Ficou nítida a colaboração do oficialato das Forças Armadas e do governo do DF: ainda piores foram as declarações de José Múcio, Ministro de Lula, considerando os acampamentos golpistas como “democráticos”. Tal Ministro parece se assemelhar a um estranho no ninho ou será que cabe no governo de Frente Ampla?
Uma nova conjuntura
O 8 de janeiro, abriu uma nova conjuntura. Em certo sentido, Lula se fortaleceu politicamente, estabelecendo uma unidade ainda maior para defender seu governo de Frente Ampla conta o golpismo reacionário. Rapidamente os 27 governadores (as) se reuniram, os Poderes Judiciário e Legislativo unanimemente defenderem a ordem constitucional e a comunidade internacional, rapidamente, repudiou qualquer possibilidade de mudança reacionária no regime, um fator decisivo para que a esfarelada democracia burguesa continue se arrastando.
Bolsonaro e outros membros do seu governo saem desgastados no geral e cada vez mais ameaçado a responder criminalmente por esse e outros tantos atos. Anderson Torres – ex Ministro da Justiça- é um deles.
E a extrema-direita, sob pressão das diversas instituições, também perdeu força. O mais provável é que esses acontecimentos diminuem o ímpeto da extrema-direita, considerando que perdeu apoios importantes inclusive entre eleitores de Bolsonaro que não comungam com as tais práticas radicais golpistas escancaradas.
A troca do comandante do exército só foi possível primeiro porque as forças armadas, pelo apoio que deram ao governo Bolsonaro, também se enfraqueceram e, segundo, por Lula ter se fortalecido.
A resposta para derrotar golpistas e extrema-direita
Logo no dia 9 houve reação com atos em várias cidades brasileiras sendo embrionariamente uma boa resposta aos golpistas: milhares foram às ruas como um contraponto às intenções dos bolsonaristas. Vale ressaltar os atos de São Paulo e Porto Alegre, com 50 mil e 10 mil presentes, respectivamente. Tais iniciativas devem seguir e também buscar ampliar a organização desde a base em fóruns de luta unificados contra os golpistas e em defesa das liberdades democráticas.
É possível passar à ofensiva contra os golpistas, mas não apenas apostando nos marcos institucionais e sim mobilizando o movimento social de conjunto. Também é fundamental exigir a prisão dos organizadores, dos principais milicianos, financiadores e os membros das forças armadas e das polícias militares que deram algum tipo de apoio. É preciso lutar contra a tutela militar do país, processo que retroage ao fim da ditadura militar (ver boxe).
Para sangrar a extrema-direita também é necessário desmontar a rede de financiamento, relacionada à atividade predatória das milícias de latifundiários, garimpeiros, madeireiros, parte do empresariado, etc. grupos que viviam na boa durante o governo Bolsonaro.

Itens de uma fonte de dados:
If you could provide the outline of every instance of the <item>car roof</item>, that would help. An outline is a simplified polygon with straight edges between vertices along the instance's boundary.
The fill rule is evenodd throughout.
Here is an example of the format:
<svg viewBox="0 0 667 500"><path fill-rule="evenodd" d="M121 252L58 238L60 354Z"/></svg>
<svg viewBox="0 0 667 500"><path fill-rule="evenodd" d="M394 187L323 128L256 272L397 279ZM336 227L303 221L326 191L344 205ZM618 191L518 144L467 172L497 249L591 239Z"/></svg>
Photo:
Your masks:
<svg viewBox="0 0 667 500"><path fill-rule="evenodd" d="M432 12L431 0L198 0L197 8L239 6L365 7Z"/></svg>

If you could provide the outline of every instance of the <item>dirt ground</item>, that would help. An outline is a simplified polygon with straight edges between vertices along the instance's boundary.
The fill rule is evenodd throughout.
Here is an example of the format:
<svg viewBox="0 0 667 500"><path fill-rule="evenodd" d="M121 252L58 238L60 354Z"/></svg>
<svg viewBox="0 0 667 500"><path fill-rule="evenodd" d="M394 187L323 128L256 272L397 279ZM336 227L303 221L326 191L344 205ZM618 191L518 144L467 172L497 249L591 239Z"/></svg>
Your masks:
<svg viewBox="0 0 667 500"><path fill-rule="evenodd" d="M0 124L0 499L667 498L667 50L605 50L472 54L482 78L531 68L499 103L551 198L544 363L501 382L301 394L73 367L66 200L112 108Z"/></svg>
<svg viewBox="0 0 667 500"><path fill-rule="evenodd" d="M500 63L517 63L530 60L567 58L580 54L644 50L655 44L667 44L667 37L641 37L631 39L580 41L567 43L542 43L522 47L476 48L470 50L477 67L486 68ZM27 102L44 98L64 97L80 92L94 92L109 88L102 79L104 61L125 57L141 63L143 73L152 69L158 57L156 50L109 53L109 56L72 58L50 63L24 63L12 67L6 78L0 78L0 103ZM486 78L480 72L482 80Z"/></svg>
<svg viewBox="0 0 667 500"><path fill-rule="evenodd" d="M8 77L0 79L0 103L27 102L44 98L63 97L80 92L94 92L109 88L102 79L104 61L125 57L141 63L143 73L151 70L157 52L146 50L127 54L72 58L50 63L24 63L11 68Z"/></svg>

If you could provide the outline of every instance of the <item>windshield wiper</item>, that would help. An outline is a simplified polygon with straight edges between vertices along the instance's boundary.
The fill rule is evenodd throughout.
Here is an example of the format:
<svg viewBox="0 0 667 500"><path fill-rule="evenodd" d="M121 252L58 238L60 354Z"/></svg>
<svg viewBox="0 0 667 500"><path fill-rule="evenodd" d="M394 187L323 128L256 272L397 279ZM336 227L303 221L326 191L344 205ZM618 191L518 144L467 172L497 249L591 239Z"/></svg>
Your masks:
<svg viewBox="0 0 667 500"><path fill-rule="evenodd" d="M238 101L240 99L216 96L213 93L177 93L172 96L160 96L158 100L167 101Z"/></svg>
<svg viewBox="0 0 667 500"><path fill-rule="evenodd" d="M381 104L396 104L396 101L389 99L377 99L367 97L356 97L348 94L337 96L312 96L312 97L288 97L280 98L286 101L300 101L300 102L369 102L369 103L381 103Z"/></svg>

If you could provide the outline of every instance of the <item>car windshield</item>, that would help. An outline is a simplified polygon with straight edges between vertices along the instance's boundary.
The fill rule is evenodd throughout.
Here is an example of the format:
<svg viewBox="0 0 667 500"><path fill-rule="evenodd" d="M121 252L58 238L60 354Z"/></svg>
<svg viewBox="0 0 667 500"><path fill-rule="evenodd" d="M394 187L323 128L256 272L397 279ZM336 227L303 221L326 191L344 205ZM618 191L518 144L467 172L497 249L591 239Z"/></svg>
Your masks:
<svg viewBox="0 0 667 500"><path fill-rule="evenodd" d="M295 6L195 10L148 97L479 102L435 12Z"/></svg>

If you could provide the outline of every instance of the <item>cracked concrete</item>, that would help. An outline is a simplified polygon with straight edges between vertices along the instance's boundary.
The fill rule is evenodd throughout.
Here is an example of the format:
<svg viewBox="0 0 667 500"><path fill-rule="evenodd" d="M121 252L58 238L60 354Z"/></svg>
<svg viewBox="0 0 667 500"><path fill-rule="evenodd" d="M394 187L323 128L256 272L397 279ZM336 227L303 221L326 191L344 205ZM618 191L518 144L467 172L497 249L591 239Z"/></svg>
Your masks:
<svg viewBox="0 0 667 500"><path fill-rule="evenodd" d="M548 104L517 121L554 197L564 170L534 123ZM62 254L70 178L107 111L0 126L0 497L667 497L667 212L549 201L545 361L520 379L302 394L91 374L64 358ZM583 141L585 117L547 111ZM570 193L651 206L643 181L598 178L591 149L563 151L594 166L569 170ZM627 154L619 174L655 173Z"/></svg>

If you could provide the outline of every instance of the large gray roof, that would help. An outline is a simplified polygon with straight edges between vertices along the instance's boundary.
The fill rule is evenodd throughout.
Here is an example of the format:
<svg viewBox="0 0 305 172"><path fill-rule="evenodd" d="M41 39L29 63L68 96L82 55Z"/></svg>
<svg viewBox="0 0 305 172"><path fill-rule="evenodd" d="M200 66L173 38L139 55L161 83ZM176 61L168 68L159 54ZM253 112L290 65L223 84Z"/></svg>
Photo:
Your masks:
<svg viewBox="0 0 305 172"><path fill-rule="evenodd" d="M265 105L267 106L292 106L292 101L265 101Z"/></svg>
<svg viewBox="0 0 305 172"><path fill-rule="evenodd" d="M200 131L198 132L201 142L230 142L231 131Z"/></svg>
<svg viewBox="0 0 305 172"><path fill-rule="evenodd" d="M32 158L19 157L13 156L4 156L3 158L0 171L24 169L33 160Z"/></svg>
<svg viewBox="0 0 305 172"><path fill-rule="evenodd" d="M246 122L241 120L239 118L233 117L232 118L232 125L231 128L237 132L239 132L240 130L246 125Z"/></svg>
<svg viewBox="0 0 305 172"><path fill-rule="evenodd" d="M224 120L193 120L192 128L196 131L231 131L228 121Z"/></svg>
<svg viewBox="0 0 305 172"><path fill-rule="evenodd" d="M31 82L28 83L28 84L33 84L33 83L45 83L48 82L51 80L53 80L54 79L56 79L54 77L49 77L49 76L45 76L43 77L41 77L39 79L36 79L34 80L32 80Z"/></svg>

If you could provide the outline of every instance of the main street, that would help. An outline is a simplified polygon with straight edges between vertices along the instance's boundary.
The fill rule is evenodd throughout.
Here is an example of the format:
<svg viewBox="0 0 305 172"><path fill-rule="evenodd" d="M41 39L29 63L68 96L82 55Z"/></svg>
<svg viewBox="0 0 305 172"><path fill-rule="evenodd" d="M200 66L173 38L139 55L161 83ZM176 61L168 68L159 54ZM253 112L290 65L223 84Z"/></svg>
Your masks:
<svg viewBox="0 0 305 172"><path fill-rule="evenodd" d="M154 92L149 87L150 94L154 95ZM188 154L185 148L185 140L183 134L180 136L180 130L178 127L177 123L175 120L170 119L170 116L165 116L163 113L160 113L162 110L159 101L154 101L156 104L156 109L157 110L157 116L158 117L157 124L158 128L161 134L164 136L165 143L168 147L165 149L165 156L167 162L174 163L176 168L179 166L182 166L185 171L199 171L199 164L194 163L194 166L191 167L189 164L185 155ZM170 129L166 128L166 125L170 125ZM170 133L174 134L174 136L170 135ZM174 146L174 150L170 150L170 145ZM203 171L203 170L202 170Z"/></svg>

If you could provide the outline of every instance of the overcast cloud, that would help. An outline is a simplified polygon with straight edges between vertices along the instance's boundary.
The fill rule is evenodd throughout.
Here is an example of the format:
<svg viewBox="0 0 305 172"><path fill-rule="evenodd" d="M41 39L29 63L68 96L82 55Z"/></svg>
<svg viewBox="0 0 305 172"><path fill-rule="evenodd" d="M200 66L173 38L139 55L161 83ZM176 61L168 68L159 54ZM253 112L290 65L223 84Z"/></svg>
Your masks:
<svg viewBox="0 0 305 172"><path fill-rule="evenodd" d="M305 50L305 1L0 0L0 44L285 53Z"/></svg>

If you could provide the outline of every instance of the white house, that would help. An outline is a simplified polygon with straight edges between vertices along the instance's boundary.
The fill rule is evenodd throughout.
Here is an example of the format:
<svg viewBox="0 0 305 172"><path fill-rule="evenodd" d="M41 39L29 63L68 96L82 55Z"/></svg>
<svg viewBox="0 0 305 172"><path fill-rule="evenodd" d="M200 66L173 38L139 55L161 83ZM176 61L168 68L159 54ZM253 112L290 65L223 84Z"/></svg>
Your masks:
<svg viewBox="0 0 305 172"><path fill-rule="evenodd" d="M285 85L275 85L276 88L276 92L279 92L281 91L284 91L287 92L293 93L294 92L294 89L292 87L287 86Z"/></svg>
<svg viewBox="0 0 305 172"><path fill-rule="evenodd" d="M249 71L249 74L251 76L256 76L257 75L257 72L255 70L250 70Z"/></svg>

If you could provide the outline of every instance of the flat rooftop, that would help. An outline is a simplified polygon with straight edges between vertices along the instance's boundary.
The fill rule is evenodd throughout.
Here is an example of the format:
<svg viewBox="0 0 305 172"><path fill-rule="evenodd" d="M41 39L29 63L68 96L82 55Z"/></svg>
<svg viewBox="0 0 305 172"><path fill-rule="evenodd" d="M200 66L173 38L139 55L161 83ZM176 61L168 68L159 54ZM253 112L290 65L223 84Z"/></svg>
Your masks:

Enunciado A: Reescreva o trecho do texto sobre o 8 de janeiro que começa nas palavras "Bolsonaro e outros" e termina depois de "radicais golpistas escancaradas.", substituindo "extrema-direita" por "ultradireita".
Enunciado B:
Responda com base no texto sobre o 8 de janeiro:
(i) Quantas pessoas estiveram presentes no ato de Porto Alegre?
(ii) Qual ministro chamou os acampamentos golpistas de “democráticos”?
(iii) Que cargo Anderson Torres ocupou?

Resolução A:
Bolsonaro e outros membros do seu governo saem desgastados no geral e cada vez mais ameaçado a responder criminalmente por esse e outros tantos atos. Anderson Torres – ex Ministro da Justiça- é um deles.
E a ultradireita, sob pressão das diversas instituições, também perdeu força. O mais provável é que esses acontecimentos diminuem o ímpeto da ultradireita, considerando que perdeu apoios importantes inclusive entre eleitores de Bolsonaro que não comungam com as tais práticas radicais golpistas escancaradas.

Resolução B:
(i) 10 mil pessoas.
(ii) José Múcio.
(iii) Ministro da Justiça.